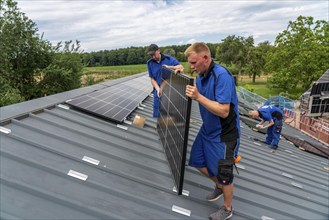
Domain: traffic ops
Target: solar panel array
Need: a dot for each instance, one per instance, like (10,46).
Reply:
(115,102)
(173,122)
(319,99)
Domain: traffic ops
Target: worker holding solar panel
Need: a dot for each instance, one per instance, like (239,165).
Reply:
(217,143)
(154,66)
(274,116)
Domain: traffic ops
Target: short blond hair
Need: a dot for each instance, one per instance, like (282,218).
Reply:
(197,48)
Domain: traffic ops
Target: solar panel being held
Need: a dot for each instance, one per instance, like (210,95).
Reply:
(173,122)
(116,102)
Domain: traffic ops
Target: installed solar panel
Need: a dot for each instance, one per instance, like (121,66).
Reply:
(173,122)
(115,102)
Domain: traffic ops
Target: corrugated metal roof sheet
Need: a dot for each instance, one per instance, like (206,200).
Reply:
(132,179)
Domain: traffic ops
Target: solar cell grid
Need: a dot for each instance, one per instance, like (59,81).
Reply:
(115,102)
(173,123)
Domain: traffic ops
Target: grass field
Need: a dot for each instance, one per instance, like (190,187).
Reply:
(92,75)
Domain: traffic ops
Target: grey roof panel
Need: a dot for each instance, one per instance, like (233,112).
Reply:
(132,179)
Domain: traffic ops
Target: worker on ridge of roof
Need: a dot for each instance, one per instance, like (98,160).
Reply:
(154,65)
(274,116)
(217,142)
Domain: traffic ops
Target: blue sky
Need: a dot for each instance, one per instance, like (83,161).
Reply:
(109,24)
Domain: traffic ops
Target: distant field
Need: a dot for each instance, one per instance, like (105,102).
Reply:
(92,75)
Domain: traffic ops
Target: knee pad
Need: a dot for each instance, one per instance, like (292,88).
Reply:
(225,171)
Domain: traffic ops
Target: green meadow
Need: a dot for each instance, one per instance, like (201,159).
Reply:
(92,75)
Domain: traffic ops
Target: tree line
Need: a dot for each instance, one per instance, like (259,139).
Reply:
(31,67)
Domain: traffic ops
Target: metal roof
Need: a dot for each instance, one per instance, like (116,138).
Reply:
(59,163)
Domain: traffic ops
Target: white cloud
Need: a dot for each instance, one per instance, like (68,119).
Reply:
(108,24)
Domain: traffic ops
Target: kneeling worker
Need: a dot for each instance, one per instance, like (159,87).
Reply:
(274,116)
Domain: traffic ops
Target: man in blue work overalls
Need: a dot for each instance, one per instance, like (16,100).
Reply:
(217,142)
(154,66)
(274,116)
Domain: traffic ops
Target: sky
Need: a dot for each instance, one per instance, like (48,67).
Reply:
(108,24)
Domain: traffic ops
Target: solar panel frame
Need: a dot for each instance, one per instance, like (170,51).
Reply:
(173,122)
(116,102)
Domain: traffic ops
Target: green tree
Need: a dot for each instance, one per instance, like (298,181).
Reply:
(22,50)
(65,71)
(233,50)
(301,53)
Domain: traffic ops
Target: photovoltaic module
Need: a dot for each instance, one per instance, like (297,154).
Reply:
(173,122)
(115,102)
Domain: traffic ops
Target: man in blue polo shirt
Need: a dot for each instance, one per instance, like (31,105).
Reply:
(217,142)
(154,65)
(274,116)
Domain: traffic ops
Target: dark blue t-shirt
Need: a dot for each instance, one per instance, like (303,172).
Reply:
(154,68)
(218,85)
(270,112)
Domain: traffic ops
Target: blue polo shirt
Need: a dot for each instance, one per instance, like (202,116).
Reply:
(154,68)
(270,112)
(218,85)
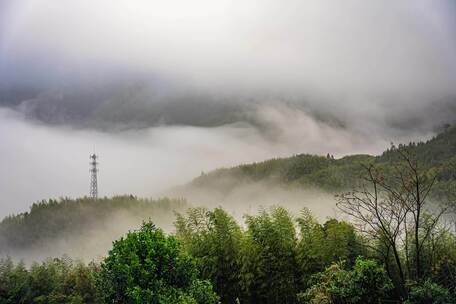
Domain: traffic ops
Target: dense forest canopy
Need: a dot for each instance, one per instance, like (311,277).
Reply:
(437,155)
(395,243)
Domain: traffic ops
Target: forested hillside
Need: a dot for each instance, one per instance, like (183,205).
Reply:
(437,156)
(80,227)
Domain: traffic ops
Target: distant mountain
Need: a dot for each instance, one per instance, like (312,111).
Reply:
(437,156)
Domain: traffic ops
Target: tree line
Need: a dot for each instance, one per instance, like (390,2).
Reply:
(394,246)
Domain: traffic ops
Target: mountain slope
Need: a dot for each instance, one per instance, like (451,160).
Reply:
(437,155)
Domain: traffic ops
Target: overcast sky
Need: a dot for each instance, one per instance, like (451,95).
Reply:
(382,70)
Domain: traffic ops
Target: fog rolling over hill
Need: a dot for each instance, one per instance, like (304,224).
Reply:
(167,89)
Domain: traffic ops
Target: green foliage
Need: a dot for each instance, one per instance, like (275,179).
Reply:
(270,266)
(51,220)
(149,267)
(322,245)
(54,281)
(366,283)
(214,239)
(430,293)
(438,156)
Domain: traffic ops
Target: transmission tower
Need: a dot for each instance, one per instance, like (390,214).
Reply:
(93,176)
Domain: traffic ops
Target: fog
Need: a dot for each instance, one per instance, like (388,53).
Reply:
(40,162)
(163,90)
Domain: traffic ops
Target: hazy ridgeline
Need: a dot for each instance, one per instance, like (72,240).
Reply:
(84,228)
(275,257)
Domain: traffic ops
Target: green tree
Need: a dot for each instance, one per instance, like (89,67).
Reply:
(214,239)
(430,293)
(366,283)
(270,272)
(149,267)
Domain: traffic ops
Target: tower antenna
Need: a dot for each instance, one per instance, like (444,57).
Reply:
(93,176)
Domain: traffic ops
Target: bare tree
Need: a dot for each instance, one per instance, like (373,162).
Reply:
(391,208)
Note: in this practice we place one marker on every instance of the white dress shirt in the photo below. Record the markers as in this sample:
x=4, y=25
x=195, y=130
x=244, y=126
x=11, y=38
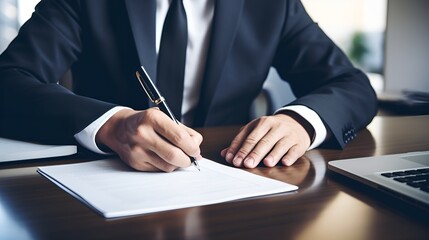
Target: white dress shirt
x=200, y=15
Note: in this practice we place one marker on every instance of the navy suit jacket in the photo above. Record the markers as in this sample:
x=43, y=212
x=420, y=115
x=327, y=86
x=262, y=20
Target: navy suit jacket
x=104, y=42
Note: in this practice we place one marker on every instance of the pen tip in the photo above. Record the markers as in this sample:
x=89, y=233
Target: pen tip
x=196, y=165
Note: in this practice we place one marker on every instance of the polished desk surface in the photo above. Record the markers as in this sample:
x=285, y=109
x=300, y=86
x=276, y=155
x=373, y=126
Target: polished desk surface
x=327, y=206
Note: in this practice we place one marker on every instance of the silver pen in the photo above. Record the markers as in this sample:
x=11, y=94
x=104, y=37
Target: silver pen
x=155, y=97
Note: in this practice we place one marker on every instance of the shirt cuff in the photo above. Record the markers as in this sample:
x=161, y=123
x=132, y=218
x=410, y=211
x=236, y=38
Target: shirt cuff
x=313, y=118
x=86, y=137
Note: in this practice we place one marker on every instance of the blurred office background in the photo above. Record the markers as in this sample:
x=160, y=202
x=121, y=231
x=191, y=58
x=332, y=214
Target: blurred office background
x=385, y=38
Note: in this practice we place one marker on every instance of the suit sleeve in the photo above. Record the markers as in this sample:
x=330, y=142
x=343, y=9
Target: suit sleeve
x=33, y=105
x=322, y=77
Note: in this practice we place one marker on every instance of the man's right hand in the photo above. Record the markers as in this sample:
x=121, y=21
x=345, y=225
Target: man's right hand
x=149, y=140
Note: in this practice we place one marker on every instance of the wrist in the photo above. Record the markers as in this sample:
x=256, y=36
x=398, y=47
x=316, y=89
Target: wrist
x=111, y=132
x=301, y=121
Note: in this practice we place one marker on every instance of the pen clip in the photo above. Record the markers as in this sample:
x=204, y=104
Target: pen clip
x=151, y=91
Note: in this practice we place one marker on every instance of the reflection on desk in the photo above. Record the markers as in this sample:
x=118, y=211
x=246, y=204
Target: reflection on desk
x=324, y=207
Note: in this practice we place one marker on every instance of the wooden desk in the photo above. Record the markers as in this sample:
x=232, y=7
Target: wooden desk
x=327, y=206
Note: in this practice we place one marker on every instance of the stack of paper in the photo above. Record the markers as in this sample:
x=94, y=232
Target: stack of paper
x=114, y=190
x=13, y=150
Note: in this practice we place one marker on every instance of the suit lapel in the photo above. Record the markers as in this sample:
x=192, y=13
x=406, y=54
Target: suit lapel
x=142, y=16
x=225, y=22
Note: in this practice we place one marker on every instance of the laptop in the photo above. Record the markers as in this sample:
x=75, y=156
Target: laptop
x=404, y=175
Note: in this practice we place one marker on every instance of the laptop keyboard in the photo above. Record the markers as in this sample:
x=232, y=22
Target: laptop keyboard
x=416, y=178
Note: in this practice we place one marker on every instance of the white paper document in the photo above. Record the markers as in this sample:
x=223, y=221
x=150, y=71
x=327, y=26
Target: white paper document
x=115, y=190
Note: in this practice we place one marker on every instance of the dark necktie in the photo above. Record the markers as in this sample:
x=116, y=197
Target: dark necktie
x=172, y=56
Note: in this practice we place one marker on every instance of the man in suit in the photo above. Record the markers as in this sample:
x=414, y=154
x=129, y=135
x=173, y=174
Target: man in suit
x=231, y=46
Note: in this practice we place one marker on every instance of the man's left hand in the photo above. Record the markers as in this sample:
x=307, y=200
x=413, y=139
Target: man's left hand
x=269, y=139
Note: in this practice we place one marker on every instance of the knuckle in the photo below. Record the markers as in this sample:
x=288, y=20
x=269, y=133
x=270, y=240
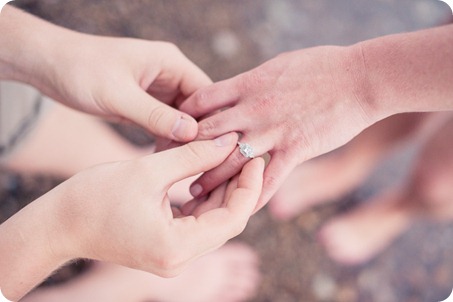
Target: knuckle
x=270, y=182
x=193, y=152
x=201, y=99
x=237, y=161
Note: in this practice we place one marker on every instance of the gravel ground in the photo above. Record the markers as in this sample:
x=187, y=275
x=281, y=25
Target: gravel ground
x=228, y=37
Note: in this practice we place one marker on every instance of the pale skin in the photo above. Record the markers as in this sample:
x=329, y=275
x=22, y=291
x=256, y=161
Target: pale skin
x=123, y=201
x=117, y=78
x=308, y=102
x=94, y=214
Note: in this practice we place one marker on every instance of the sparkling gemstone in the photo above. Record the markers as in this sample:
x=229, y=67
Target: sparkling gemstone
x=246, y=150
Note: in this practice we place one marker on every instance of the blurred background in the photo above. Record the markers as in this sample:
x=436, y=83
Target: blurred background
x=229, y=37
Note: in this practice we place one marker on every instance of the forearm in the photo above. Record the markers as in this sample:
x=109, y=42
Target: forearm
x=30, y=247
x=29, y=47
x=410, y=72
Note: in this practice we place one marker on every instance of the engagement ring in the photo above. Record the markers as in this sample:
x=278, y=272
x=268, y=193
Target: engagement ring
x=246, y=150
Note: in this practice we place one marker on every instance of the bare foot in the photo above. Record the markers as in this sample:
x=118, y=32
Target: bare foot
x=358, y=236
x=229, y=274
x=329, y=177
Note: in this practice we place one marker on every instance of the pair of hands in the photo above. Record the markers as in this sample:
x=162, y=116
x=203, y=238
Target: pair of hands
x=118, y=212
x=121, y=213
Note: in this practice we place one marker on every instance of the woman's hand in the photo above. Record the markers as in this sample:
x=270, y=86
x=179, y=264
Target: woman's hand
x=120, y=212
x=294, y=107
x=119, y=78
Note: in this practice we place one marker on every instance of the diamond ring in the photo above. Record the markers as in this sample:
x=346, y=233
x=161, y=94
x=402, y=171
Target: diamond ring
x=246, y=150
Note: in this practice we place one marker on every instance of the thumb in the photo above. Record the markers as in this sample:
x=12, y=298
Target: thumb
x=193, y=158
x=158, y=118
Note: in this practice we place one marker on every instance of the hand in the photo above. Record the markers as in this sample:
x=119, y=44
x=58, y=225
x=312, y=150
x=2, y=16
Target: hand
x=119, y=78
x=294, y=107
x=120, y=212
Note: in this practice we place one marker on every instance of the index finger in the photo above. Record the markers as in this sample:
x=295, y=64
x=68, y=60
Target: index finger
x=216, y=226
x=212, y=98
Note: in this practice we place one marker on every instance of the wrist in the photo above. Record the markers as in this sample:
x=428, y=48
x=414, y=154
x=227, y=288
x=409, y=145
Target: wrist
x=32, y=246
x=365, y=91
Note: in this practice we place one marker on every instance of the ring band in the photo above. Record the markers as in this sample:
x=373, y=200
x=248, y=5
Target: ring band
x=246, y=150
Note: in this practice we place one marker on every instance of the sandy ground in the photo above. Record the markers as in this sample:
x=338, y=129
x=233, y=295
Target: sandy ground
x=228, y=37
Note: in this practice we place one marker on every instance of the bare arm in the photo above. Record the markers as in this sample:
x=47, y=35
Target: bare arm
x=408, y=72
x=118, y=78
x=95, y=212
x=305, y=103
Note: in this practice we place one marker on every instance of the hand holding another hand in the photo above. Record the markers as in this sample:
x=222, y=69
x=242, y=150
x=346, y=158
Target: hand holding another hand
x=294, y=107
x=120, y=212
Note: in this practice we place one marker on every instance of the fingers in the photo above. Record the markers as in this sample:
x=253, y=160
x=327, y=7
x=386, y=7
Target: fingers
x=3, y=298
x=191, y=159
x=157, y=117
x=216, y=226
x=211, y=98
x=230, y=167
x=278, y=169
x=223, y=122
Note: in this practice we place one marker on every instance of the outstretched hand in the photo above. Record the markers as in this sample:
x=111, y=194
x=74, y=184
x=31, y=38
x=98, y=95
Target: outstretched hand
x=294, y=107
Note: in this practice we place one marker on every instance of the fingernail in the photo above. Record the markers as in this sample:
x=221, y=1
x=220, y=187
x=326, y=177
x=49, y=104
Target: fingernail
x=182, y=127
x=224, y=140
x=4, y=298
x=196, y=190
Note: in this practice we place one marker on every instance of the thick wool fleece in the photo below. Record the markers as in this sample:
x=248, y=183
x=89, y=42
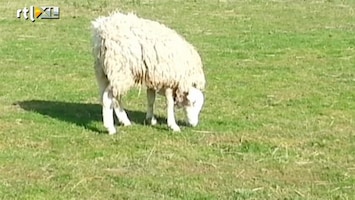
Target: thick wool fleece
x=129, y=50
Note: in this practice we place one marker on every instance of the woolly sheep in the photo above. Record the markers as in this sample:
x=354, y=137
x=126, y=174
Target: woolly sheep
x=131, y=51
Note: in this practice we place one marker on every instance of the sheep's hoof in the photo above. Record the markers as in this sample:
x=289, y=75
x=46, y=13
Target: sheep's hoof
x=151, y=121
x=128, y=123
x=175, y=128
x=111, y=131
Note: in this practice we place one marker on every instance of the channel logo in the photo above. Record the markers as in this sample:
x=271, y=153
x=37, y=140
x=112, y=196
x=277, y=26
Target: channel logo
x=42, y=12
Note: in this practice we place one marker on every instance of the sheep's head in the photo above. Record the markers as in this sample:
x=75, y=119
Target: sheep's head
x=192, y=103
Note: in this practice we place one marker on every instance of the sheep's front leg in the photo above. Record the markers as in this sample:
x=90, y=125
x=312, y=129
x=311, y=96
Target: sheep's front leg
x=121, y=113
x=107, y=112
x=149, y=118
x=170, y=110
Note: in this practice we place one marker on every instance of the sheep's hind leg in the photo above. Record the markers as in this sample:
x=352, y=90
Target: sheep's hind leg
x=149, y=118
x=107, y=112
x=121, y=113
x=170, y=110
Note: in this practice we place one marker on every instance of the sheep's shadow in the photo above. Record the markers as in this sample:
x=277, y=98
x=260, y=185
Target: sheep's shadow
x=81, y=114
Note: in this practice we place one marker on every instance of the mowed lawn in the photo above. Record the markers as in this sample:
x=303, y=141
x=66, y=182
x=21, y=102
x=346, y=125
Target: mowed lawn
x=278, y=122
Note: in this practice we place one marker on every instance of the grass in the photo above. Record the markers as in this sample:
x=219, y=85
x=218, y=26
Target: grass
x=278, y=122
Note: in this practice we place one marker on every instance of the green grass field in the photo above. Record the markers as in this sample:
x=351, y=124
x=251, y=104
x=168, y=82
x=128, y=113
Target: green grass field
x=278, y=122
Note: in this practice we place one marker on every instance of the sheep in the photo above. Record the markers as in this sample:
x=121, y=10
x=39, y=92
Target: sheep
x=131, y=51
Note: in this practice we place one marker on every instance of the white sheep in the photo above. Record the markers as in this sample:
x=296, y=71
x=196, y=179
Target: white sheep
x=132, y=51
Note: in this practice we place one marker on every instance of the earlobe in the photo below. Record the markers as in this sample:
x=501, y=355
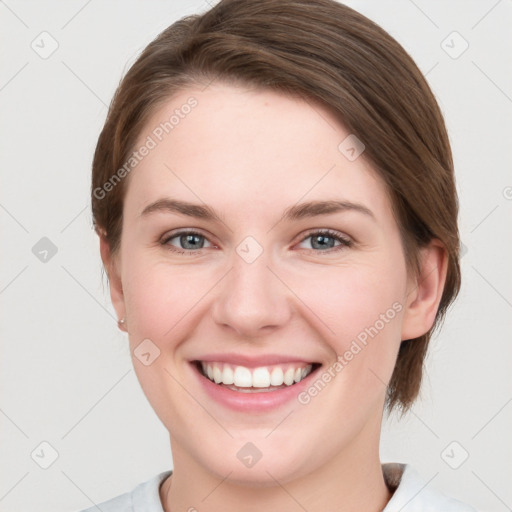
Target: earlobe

### WHAT THE TASK REQUIRES
Go line by line through the records above and copy each one containing "metal".

### ANSWER TO THIS TASK
Target: corrugated metal roof sheet
Target: metal roof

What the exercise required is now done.